--- Given entries Enclosed Below ---

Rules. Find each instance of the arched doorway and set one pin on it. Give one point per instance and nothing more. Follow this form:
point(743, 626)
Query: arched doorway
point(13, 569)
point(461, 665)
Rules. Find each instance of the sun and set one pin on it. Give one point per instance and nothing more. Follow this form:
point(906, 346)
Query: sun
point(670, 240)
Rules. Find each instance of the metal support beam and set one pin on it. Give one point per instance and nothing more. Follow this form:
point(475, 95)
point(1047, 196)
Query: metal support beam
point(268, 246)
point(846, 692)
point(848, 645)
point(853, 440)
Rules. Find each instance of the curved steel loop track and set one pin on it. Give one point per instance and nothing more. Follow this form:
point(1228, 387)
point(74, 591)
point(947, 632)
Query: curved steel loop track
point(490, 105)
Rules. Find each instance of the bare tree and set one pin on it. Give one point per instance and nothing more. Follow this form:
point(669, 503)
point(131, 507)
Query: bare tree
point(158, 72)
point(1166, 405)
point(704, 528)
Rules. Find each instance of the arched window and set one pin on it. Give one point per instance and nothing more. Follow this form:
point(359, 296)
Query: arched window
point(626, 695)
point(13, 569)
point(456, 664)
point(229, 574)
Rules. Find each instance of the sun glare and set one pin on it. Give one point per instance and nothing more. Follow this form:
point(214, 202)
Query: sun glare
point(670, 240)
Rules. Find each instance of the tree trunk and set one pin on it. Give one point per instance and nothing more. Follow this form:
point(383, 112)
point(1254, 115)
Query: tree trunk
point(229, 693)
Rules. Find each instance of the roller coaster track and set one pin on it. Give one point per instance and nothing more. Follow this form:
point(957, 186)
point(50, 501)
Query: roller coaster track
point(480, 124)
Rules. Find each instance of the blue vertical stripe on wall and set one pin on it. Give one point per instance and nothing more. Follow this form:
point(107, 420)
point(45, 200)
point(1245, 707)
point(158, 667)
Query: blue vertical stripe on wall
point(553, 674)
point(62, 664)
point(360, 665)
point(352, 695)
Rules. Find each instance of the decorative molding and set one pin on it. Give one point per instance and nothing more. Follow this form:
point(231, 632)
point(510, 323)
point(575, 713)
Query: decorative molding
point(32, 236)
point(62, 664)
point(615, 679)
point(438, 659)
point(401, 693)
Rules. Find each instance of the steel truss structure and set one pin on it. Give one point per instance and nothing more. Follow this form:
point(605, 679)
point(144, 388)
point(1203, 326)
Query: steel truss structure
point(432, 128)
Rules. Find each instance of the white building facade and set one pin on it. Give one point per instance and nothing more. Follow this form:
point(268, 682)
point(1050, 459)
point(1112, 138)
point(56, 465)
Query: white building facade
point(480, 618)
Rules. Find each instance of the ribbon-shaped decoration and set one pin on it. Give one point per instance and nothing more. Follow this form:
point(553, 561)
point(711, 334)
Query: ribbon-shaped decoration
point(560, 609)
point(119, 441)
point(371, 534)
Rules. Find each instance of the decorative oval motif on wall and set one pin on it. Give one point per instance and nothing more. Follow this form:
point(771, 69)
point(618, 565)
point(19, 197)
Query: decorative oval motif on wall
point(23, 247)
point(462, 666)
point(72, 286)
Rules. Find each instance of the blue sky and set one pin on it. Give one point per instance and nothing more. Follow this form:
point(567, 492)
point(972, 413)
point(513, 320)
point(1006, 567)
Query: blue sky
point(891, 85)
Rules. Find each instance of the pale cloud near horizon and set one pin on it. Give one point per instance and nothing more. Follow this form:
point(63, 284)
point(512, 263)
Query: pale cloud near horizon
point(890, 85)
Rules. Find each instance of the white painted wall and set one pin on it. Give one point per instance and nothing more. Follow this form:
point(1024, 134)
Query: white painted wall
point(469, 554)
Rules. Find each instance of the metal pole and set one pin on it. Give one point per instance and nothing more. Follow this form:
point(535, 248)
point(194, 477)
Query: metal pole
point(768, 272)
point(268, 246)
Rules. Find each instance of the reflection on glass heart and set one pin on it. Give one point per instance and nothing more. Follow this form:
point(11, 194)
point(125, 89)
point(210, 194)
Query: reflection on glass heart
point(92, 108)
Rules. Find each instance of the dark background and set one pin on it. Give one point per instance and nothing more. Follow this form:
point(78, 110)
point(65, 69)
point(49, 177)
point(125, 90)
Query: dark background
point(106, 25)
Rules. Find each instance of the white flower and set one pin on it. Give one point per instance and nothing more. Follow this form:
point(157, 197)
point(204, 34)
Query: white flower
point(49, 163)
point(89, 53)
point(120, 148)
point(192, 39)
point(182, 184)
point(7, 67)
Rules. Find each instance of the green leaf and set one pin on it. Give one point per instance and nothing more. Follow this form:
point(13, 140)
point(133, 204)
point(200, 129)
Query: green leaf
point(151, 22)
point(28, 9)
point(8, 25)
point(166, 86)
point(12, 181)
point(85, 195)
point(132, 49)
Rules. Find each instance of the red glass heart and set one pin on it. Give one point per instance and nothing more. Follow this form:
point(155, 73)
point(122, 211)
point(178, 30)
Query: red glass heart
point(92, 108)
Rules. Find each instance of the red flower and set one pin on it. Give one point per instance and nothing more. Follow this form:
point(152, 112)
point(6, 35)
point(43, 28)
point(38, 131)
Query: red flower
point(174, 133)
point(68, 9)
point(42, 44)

--- End of Enclosed Given entries ---

→ **Work to complete**:
Above are the records; print exactly the lines from the line with "Query: blue vertical stripe on wall" to the line with "point(19, 197)", including both, and nothing else.

→ **Expected answer**:
Query: blue vertical stripe on wall
point(553, 674)
point(62, 664)
point(360, 665)
point(352, 695)
Rules. Find each instance of the decorative molding and set one pin on it. Give one point per instance and nothing more. Follow this form:
point(231, 632)
point(510, 323)
point(575, 713)
Query: decorative molding
point(32, 236)
point(62, 664)
point(615, 679)
point(438, 659)
point(401, 693)
Rules. Find each instance of the steel truss structure and set one pin on it. Give one point per instance and nothing more. Follow this form:
point(605, 679)
point(144, 388)
point(1203, 326)
Query: steel truss structure
point(432, 128)
Rules. Find each instance of the white building facade and set one pin on it. Give one point per instance and nothing more. Follow this form:
point(268, 682)
point(1050, 459)
point(1112, 138)
point(56, 465)
Query: white building facade
point(480, 618)
Rules. Find each instance of the ribbon-shaped decoration and set one pin on it. Give one point per instance and nothing more. Follow this form:
point(553, 561)
point(711, 334)
Query: ribbon-shaped decoration
point(560, 609)
point(119, 441)
point(371, 534)
Rules. Find each instance of the decorative oval motif on wall and set one pin on it. Give one point per instance and nothing more. Follow this form:
point(771, 69)
point(618, 565)
point(19, 197)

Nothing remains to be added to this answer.